Begin
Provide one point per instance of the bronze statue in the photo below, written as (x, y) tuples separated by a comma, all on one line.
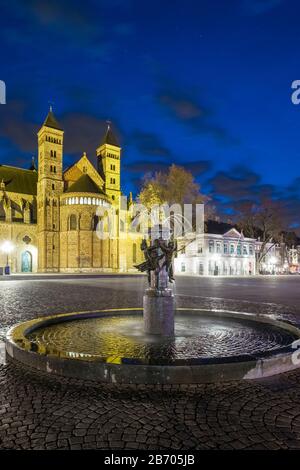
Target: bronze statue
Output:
[(159, 250)]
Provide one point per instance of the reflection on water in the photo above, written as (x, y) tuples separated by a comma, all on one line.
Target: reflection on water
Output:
[(196, 336)]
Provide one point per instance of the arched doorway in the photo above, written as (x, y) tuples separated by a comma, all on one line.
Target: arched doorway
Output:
[(26, 262)]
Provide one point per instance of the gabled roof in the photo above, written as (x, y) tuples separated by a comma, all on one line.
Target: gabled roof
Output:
[(84, 185), (234, 233), (51, 121), (216, 227), (110, 138), (18, 180)]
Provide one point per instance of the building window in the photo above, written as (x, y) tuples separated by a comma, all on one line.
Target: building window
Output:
[(134, 253), (96, 220), (73, 222)]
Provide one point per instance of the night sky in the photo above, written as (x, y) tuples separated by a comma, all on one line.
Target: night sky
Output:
[(205, 84)]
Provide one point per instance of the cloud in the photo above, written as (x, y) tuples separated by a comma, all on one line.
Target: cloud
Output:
[(237, 183), (189, 111), (83, 132), (258, 7), (149, 144), (240, 188)]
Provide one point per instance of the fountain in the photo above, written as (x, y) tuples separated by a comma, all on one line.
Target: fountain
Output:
[(159, 343)]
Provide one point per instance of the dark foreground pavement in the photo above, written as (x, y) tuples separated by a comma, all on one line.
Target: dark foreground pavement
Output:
[(42, 412)]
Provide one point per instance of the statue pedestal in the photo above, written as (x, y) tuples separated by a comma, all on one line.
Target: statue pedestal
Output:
[(159, 307)]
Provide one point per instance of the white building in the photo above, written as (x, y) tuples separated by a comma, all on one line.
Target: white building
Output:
[(228, 254)]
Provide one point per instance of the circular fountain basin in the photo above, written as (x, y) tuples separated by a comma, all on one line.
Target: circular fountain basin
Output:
[(111, 346)]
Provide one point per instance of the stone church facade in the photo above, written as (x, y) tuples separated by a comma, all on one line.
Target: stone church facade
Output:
[(51, 216)]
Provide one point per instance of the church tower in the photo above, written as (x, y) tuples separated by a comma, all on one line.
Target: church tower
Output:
[(50, 187), (109, 165)]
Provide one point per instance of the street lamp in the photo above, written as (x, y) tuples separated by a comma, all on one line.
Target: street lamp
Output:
[(7, 247)]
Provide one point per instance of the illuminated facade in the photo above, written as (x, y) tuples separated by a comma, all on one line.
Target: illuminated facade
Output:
[(50, 216), (228, 254)]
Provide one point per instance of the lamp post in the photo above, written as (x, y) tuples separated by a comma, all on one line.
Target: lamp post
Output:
[(7, 248)]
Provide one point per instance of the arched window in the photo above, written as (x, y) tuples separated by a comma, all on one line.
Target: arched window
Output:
[(73, 222), (95, 222), (134, 253)]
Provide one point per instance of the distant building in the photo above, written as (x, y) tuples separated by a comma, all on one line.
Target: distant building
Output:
[(213, 254)]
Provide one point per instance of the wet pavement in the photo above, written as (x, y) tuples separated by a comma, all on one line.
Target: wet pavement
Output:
[(42, 412)]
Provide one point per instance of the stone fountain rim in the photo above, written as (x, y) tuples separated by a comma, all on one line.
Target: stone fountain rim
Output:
[(122, 370)]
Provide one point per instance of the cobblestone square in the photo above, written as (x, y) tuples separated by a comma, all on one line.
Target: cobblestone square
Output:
[(42, 412)]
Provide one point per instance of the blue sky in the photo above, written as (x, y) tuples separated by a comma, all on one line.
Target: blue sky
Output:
[(199, 83)]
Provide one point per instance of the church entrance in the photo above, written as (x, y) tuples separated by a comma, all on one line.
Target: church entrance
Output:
[(26, 262)]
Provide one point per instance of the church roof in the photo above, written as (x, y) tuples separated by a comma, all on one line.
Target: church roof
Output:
[(84, 185), (110, 138), (51, 121), (18, 180)]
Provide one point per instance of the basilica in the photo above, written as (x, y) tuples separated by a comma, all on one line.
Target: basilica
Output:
[(49, 215)]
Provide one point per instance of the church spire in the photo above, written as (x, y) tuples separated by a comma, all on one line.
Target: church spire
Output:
[(51, 121), (32, 166), (109, 137)]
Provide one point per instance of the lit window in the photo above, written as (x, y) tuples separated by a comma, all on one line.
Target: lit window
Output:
[(134, 253), (73, 222)]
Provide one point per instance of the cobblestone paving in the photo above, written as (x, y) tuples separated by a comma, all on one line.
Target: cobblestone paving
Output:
[(42, 412)]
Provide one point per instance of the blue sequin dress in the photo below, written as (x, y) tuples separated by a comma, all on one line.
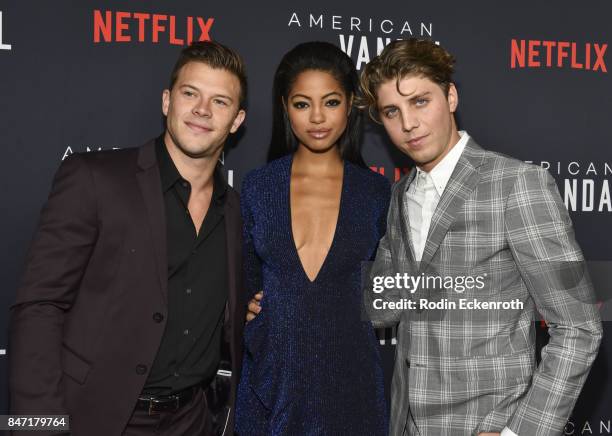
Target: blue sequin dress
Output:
[(312, 365)]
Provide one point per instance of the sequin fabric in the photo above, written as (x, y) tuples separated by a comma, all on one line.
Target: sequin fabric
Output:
[(312, 365)]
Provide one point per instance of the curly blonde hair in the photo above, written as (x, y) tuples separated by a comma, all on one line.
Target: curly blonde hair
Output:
[(410, 57)]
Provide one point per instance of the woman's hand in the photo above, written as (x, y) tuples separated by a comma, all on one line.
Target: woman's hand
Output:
[(254, 306)]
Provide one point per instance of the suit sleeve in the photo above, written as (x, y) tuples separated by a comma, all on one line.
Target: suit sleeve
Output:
[(55, 264), (540, 235), (251, 262), (378, 297)]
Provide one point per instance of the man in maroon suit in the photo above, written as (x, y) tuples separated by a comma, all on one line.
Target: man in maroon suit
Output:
[(131, 296)]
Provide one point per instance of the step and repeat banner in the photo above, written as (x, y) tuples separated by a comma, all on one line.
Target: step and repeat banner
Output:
[(533, 81)]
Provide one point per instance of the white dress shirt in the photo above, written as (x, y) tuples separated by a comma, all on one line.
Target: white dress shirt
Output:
[(422, 197)]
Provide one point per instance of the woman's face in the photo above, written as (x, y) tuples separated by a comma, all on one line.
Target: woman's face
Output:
[(318, 110)]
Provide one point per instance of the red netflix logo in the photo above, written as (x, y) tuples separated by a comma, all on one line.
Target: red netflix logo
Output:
[(558, 54), (397, 174), (118, 26)]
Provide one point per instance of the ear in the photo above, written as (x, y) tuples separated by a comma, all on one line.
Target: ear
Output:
[(238, 120), (165, 101), (453, 97), (350, 103)]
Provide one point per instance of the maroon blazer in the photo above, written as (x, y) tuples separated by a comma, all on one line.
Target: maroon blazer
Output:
[(85, 328)]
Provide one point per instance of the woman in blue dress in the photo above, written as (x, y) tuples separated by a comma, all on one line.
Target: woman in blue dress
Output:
[(311, 217)]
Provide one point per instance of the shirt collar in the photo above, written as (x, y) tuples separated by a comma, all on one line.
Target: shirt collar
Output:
[(170, 175), (440, 174)]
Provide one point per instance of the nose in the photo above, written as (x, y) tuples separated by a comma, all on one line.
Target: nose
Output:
[(202, 108), (409, 120), (316, 115)]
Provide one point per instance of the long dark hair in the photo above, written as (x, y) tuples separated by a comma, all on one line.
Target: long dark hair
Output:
[(319, 56)]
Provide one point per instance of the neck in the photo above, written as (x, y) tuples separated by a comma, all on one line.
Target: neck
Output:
[(197, 171)]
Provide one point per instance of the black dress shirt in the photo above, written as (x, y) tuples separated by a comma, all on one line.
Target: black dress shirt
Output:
[(190, 349)]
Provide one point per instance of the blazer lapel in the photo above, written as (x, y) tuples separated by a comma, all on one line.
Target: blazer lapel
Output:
[(404, 219), (149, 182), (459, 187)]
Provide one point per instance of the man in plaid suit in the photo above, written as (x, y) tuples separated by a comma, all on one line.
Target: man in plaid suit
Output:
[(477, 218)]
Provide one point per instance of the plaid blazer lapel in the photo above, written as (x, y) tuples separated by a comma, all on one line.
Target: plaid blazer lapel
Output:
[(459, 187), (404, 221)]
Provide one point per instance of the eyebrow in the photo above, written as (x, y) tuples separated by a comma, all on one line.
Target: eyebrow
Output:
[(416, 97), (423, 94), (186, 85), (325, 96)]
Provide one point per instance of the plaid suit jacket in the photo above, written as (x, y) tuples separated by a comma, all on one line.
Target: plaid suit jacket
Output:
[(466, 371)]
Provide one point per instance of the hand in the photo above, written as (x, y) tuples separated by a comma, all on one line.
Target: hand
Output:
[(254, 306)]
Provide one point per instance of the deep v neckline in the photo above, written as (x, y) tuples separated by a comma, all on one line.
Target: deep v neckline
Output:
[(336, 229)]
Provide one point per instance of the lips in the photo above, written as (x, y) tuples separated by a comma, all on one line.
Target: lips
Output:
[(319, 133), (199, 128)]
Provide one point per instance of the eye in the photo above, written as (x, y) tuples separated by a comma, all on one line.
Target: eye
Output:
[(333, 102), (390, 112), (300, 105)]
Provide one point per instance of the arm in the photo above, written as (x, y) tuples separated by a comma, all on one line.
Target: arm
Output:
[(383, 266), (541, 238), (55, 264)]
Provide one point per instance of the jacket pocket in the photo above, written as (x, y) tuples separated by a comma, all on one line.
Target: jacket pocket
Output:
[(504, 367)]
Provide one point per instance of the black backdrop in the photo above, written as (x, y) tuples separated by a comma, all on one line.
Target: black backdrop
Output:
[(87, 75)]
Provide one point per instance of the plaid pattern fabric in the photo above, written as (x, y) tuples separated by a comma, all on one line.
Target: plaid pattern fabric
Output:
[(462, 372)]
End
Aim
Copy exactly the lines above, from the one containing "Provide one point per instance of the hand" through the very last line.

Correct result
Provide one point per instance of the hand in the photo above, written as (x, y) tuples separated by a comma, all on one line.
Target: hand
Output:
[(254, 306)]
Provide one point per instance of the deep v neckline in the photo above, written as (x, y) tuples separated by a comma, all on one line.
Target: deep v neckline
Output:
[(336, 229)]
Provide one point per instance of the lips in the photo above, written as (x, y) tuples separated by a comma, all on one line.
Target: lips
Output:
[(319, 133), (199, 128)]
Provide one point per instance of the eye in the photo above, written as (x, y) tuples separated by a comma, all on one line.
Target: eye
Output:
[(333, 102), (390, 112), (300, 105)]
Provide one point per instance of the arm in the photo above, written as (x, y) tuples separated by a comma, all on one line.
Target: arm
Output:
[(383, 266), (541, 238), (55, 264)]
Provide one point per instance of the jacket pocket in the photo above, written as (x, y) tuples separated by a comma, all on one line.
Target: jacket pocket
Output:
[(504, 367)]
Provide one point per instance of the black backdrop in the photo above, written as (x, y) tuples separated by a comma, all on one line.
Target: black backdrop
Output:
[(87, 75)]
Provide one point per instance of the plaid pattern fabric in the photo above, written as (x, y) tuples separated by a comma, all on one line.
Target: plaid pattern fabric
Output:
[(462, 372)]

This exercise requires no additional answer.